— Start MATERIAL SUPPLIED —

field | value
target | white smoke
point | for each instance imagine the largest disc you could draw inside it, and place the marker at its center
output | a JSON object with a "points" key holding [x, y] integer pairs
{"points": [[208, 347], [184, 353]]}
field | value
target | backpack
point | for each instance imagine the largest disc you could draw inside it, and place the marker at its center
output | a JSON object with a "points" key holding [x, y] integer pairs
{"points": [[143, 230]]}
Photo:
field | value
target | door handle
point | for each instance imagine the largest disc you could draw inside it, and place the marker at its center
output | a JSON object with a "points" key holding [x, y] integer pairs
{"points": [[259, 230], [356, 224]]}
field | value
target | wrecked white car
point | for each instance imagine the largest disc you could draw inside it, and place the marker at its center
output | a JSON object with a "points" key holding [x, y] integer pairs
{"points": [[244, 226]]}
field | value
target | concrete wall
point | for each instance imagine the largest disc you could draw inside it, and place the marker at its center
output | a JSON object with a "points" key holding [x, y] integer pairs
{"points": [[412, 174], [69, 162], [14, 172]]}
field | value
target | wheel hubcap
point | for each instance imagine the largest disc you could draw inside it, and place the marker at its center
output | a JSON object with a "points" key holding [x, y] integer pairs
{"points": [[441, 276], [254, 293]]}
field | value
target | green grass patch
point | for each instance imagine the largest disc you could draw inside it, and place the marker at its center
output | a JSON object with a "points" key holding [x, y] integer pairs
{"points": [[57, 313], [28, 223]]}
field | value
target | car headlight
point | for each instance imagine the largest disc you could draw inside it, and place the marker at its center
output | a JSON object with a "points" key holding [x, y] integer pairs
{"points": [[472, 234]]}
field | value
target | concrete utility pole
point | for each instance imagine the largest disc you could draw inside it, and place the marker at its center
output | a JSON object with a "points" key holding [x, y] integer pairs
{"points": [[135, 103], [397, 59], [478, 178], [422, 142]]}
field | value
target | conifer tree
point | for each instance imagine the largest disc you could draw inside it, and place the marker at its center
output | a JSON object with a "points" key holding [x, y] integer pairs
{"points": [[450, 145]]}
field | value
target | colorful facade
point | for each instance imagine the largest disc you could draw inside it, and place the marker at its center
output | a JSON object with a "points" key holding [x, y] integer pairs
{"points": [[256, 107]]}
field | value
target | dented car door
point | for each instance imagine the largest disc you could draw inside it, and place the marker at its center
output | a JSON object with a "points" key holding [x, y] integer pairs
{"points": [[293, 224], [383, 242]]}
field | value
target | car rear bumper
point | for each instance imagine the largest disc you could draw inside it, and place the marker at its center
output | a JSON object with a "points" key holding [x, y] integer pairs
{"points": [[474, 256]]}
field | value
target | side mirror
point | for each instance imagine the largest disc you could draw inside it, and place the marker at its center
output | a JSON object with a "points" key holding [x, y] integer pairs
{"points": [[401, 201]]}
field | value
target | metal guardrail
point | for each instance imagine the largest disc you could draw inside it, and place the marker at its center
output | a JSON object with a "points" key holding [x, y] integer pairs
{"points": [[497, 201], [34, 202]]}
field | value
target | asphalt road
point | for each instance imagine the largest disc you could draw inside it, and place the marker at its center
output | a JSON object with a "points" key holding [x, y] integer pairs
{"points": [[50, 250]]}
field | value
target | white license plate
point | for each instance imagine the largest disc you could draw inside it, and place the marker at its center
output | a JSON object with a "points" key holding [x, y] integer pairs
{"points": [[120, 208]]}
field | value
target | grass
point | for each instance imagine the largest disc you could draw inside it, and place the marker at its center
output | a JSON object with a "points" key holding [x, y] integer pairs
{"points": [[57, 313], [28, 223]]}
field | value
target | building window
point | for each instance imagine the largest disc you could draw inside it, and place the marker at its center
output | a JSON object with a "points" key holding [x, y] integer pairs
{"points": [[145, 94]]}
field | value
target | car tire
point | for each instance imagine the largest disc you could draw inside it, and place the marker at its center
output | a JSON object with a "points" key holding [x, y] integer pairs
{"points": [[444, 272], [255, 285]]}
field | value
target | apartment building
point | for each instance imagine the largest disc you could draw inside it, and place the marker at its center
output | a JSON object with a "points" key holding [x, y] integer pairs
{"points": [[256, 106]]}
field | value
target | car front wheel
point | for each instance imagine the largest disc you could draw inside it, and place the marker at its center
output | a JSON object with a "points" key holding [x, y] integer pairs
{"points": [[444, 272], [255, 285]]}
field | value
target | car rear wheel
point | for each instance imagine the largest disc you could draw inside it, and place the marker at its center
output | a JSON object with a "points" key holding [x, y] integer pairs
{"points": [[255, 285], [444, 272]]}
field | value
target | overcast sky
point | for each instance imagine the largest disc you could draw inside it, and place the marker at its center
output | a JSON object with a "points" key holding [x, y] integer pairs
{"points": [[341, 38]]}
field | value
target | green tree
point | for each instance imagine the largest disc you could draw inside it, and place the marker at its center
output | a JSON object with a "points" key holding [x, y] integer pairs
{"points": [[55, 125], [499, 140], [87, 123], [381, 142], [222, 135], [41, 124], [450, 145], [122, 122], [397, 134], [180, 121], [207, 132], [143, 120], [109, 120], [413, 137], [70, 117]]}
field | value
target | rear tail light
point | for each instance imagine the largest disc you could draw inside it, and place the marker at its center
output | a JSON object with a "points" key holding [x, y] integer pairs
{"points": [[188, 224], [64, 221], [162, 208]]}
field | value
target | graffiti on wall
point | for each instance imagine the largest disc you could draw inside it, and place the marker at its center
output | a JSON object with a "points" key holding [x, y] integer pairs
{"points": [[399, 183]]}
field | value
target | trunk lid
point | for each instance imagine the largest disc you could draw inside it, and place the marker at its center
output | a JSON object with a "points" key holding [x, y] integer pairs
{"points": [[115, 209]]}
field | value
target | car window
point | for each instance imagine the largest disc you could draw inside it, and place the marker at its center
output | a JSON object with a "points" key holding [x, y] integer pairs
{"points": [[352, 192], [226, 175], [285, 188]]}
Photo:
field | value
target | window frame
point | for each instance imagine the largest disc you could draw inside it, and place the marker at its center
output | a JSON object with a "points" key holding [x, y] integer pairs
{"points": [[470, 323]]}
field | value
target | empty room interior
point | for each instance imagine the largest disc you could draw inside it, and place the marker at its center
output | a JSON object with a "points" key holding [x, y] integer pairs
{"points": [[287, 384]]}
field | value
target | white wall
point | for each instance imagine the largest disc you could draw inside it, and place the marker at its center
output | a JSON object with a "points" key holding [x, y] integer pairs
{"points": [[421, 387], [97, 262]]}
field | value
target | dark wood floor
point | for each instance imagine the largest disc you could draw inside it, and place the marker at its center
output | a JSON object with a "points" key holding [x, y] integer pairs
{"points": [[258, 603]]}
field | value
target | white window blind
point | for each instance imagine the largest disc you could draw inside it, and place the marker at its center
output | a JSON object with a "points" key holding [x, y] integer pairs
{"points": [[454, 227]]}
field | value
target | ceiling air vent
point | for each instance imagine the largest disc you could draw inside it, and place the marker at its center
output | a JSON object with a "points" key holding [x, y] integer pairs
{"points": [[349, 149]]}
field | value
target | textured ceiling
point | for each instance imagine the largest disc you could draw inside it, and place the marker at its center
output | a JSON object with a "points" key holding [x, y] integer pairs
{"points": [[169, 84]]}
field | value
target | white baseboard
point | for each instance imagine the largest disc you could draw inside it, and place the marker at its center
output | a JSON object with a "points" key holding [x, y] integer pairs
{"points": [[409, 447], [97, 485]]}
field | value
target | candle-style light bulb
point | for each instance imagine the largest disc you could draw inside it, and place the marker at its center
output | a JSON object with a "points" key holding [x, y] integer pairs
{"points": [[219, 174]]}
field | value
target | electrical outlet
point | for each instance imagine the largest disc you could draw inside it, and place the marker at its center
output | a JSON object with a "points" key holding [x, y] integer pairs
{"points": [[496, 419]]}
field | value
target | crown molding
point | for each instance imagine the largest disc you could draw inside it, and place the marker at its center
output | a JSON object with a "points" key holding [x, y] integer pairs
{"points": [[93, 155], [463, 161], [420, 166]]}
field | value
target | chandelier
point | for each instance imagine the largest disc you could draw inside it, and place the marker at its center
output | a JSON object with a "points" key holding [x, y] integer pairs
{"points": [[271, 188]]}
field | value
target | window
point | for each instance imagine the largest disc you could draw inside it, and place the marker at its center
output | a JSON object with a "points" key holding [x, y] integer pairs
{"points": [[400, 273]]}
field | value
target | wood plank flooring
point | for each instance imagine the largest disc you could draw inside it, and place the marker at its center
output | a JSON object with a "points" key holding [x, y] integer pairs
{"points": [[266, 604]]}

— End MATERIAL SUPPLIED —

Show every line of the records above that contains the word "door".

**FINAL RESULT**
target | door handle
target | dented car door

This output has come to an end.